Consegna A — Riassumi in due frasi l'articolo sulle fughe di notizie.
Consegna B — Elenca tutti i cognomi di persone che compaiono nell'articolo sulle fughe di notizie, titolo compreso.
Consegna C — Scrivi il seguito dell'articolo sulle fughe di notizie a partire dall'ultima frase riportata.

Brano citato —
------------------------
Da Mani pulite al D’Addario-gate la fuga di notizie resta impunita

Il copione è sempre uguale: l’inchiesta va sui giornali, si apre la contro-inchiesta però la talpa non si trova mai. L’eccezione? Il caso Fassino, ma per colpire "Il Giornale"

Il meccanismo è sempre lo stesso. Un’inchiesta delicata, fin lì acquattata fra migliaia di faldoni, esplode direttamente sui giornali. È sedici anni che la giostra gira intorno al premier, ma non solo a lui, e gli consegna fra squilli di tromba, verbali, intercettazioni, avvisi di garanzia. È appunto a Napoli, nel novembre ’94, che Berlusconi riceve direttamente dal Corriere della Sera l’invito a comparire che lo trascina nell’arena delle indagini del pool. Di lì a qualche settimana è il governo, il primo del centrodestra, a franare travolto da uno scandalo che poi finirà con l’assoluzione del Cavaliere. La controinchiesta sulla fuga di notizie non approda a nulla e così sarà per tutte le indagini successive. Anzi no, perché in un caso, la pubblicazione delle scivolose intercettazioni del segretario dei Ds Piero Fassino, pubblicate dal Giornale nel 2005, la procura di Milano, di solito impotente, a furia di scavare si è fatta un’idea che, guardacaso, passa attraverso Arcore. Ad Arcore si sarebbe presentato il dirigente di una società incaricata di effettuare le intercettazioni per i magistrati di rito ambrosiano, la Rcs, portando in dono come i re magi quel nastro così prezioso.
Insomma, per una sorta di par condicio, la più imbarazzante fuga sul lato sinistro delle indagini porta a ipotizzare i mandanti a destra. Ma è un unicum.
Perché dai tempi di Mani pulite tutti gli scoop sono orfani di padre. E le inchieste sulle inchieste si sono sempre dimostrate esercitazioni retoriche, buone solo per polemizzare sui limiti del segreto. Così quando il premier denuncia per l’ennesima volta l’ennesimo spiffero, Borrelli ne approfitta per spiegare che i verbali degli inquisiti non sono più segreti. A meno che, e non è un gioco di parole, non siano stati segretati. Non solo: il direttore d’orchestra del pool abbozza le linee guida di un saggio sulla fenomenologia della fuga in cui spiega che il palazzo è pieno di fessure, buchi, aperture. Insomma, presidiare una notizia non è come presidiare una porta di calcio. Parare i colpi è impossibile. O quasi.
------------------------
Dati forniti —
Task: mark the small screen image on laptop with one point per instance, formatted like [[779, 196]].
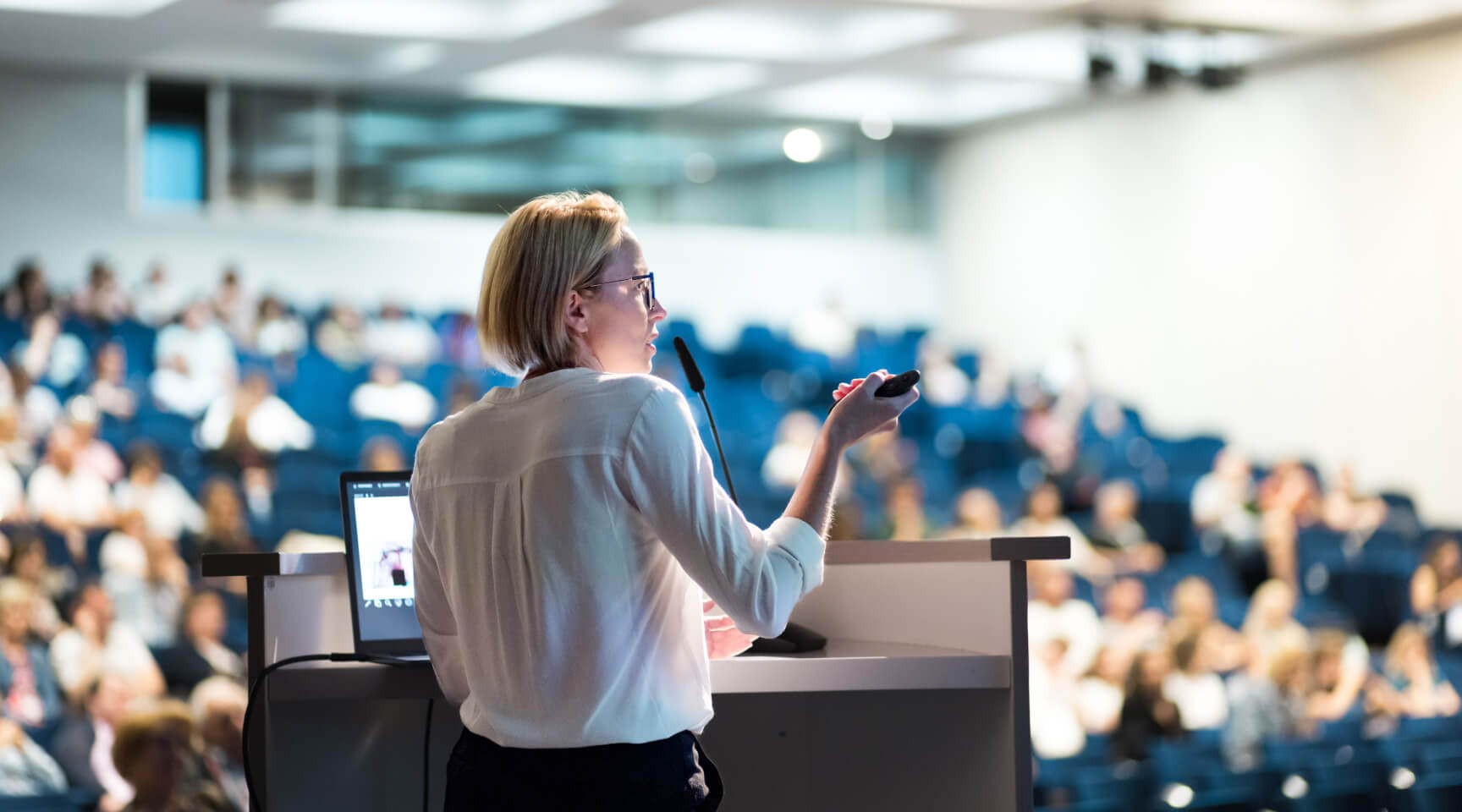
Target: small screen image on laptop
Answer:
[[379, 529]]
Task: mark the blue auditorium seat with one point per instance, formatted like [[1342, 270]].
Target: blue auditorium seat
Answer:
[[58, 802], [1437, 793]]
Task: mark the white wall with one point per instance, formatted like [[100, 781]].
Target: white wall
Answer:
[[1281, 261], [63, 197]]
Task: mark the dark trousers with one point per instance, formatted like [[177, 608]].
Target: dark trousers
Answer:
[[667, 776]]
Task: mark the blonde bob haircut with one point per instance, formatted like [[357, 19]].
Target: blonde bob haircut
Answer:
------------------------
Risultato A — Da Mani pulite in poi le inchieste delicate finiscono direttamente sui giornali, come accadde a Berlusconi, che nel novembre '94 ricevette dal Corriere della Sera l'invito a comparire, e le controinchieste sulle fughe di notizie non approdano mai a nulla. L'unica eccezione riguarda le intercettazioni di Piero Fassino pubblicate dal Giornale nel 2005, per le quali la procura di Milano si è fatta un'idea che passa attraverso Arcore, mentre Borrelli sostiene che il palazzo è pieno di fessure e che parare i colpi è impossibile, o quasi.

Risultato B — D'Addario, Berlusconi, Fassino, Borrelli

Risultato C —
Le indiscrezioni generano una valanga di esposti e denunce. Ma i risultati sono davvero sconfortanti. Solo balbettii. Poco o nulla. A Milano. Come a Brescia, teoricamente, ma solo teoricamente competente sui reati compiuti dai magistrati ambrosiani. Come in Cassazione. E poi, c’è la strada, anche quella battuta senza successo, dei rapporti firmati dagli ispettori del guardasigilli di turno. Un susseguirsi di grida manzoniane, senza risultato. Già il ministro Filippo Mancuso censura il comportamento di Borrelli, ma la Cassazione arriva ad una conclusione opposta: non c’è stato nulla di anomalo.
È tutto regolare. Gli avvocati del premier aggiornano minuto per minuto le violazioni del segreto, ma sono proiezioni matematiche: nell’ormai lontano 1995 siamo già a quota 130 fughe. Troppe per mettere un argine.
È l’arte della fuga, un titolo che forse piacerebbe al musicofilo Borrelli. Tutti si lamentano, tutto va avanti come prima. Dai tempi di Mani pulite fino ai nostri giorni. Da destra a sinistra. Si indigna Clemente Mastella, all’epoca Guardasigilli del governo Prodi, perché da Santa Maria Capua Vetere trapela la notizia che il pm avrebbe voluto farlo arrestare, ma il gip ha detto no. E da sinistra a destra. È un profetico Massimo D’Alema a cogliere, meglio di un cronista giudiziario, quel che sta bollendo nel pentolone della procura di Bari, anticipando la «scossa» che metterà in difficoltà il premier. Poi sulla scena irrompe Patrizia D’Addario e i giornali registrano anche i sospiri. I verbali di Gianpaolo Tarantini, blindati negli armadi inaccessibili della procura, trovano la combinazione giusta per arrivare sui quotidiani. Così come le telefonate fra Tarantini e la escort, ufficialmente segretate, sigillate e non ancora trascritte. Anche il pasticcio di Trani atterra prima del tempo, ma sempre in forma di pastrocchio, sulle scrivanie del Fatto. Chi è stato? Mistero.
Ci vuole l’intercettazione del luglio 2005 fra il numero uno di Unipol e della finanza rossa Giovanni Consorte e il leader dei Ds Piero Fassino per trovare finalmente una traccia. Questa volta la procura è meglio di un cane da tartufo: Gianluigi Nuzzi, l’autore dello scoop, viene controllato, rivoltato, persino pedinato. Niente. Non importa.

Perché nella faretra dei pm c’è un pentito che porta ad Arcore e alla società Research control system. È andata davvero così? Gli accertamenti proseguono. Per una volta e solo per quella, la procura ha provato a parare. Prima e dopo la porta era vuota.